• **ACTIVITY**:
Filter the entries below down to the lines that hold "shuttlecock".

--- EXTRACTED RECORDS ---

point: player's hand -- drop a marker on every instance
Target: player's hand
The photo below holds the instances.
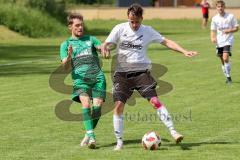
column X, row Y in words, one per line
column 105, row 51
column 190, row 53
column 70, row 50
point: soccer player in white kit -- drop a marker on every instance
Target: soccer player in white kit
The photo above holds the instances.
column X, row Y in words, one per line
column 133, row 68
column 222, row 27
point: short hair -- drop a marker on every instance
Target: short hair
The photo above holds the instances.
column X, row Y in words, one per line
column 136, row 10
column 220, row 2
column 74, row 16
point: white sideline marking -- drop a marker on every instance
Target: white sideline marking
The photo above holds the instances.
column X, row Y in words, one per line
column 25, row 62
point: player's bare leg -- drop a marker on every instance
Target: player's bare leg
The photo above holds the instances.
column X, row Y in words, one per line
column 227, row 67
column 118, row 124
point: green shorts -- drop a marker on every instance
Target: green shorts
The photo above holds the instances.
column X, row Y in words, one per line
column 94, row 87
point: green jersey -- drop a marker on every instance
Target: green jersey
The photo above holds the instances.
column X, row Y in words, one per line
column 85, row 62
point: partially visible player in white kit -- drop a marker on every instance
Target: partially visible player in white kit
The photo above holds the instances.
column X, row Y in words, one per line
column 222, row 27
column 133, row 68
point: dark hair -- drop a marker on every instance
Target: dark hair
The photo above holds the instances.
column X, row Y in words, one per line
column 74, row 16
column 220, row 2
column 136, row 10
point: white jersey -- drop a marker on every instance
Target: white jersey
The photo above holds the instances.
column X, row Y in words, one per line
column 132, row 46
column 219, row 23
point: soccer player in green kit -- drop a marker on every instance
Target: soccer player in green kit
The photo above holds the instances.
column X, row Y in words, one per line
column 80, row 53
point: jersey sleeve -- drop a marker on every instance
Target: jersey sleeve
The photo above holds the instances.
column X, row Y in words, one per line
column 155, row 36
column 95, row 41
column 63, row 50
column 114, row 35
column 234, row 22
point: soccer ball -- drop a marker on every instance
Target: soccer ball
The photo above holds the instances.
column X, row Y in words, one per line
column 151, row 141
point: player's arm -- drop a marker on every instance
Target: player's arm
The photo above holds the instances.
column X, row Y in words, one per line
column 106, row 47
column 67, row 62
column 176, row 47
column 231, row 30
column 213, row 36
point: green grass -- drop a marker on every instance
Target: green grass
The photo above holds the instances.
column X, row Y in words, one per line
column 209, row 108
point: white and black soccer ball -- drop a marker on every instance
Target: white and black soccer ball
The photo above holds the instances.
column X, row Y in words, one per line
column 151, row 141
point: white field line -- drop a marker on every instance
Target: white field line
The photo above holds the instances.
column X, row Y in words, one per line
column 179, row 41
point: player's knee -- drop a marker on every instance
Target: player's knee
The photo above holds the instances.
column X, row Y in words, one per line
column 155, row 102
column 97, row 102
column 118, row 109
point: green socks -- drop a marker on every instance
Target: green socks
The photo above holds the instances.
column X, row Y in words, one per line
column 90, row 119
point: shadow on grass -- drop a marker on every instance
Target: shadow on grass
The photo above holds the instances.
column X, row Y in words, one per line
column 130, row 141
column 189, row 146
column 24, row 59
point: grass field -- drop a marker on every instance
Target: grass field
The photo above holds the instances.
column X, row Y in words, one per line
column 204, row 108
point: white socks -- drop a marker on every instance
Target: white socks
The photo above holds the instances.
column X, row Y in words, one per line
column 118, row 127
column 166, row 119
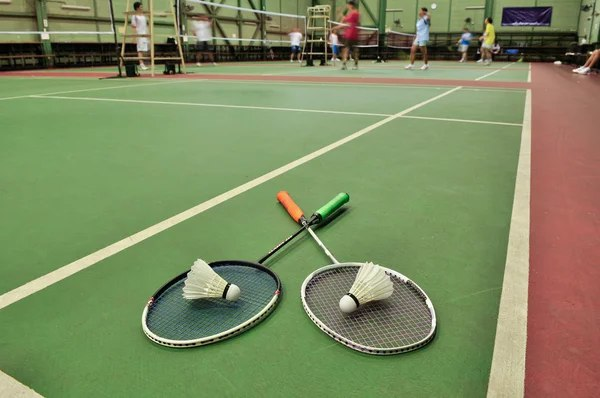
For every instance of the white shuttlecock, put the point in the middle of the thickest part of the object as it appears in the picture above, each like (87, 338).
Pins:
(203, 282)
(371, 283)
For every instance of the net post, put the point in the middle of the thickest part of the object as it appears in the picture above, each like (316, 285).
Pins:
(115, 38)
(381, 25)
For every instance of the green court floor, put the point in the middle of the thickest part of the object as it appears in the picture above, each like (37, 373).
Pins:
(86, 163)
(498, 71)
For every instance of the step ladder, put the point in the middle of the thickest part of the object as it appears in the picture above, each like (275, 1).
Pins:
(317, 33)
(151, 14)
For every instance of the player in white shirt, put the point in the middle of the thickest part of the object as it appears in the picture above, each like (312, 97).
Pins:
(203, 30)
(334, 42)
(140, 24)
(295, 39)
(423, 25)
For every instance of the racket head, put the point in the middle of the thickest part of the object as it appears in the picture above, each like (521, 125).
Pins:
(404, 322)
(170, 320)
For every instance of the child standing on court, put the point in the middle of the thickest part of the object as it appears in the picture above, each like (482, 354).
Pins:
(140, 24)
(463, 44)
(334, 41)
(489, 38)
(423, 25)
(295, 39)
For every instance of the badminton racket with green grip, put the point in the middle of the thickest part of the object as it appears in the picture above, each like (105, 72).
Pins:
(403, 322)
(169, 319)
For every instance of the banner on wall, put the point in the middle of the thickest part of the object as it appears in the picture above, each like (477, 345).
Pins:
(526, 16)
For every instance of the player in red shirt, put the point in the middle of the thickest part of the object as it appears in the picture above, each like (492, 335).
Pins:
(350, 23)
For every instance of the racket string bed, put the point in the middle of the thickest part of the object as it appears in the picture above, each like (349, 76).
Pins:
(174, 318)
(400, 323)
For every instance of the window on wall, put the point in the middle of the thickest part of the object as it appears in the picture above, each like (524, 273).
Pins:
(526, 16)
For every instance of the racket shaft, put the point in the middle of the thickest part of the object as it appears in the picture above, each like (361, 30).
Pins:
(293, 210)
(280, 245)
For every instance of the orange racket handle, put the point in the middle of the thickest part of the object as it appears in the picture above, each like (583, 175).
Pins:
(290, 206)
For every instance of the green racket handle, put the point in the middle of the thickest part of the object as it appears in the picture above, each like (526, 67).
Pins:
(334, 204)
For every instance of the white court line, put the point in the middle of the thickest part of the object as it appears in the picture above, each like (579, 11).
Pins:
(127, 85)
(58, 275)
(494, 72)
(10, 387)
(462, 120)
(507, 374)
(266, 108)
(356, 84)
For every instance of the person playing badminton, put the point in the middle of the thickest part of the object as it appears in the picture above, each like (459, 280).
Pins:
(140, 24)
(463, 44)
(296, 40)
(488, 39)
(334, 42)
(423, 25)
(350, 24)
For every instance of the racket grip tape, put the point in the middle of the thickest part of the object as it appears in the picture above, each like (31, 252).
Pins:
(333, 205)
(290, 206)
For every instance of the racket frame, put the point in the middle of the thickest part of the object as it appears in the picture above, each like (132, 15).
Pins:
(257, 318)
(359, 347)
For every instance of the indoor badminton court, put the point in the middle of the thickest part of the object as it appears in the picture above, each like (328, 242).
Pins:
(157, 157)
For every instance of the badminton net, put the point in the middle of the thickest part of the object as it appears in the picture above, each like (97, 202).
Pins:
(399, 40)
(61, 25)
(367, 37)
(239, 26)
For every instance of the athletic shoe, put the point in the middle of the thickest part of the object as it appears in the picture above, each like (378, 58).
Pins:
(584, 71)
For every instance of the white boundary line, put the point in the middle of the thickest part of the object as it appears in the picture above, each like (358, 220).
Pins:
(462, 120)
(507, 374)
(10, 387)
(494, 72)
(59, 274)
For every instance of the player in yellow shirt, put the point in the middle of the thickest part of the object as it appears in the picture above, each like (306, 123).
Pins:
(488, 38)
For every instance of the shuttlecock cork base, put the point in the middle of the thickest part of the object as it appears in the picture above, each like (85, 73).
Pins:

---

• **ANSWER TO THE PROBLEM**:
For every instance of the white shuttlecock, put the point in the middle of the thickest part of the object as it appears in the picture above, each like (87, 338).
For every instance of the shuttlecock cork base, put the point in the middle of the thickest part of the object as it appears in the picture above, each like (85, 73).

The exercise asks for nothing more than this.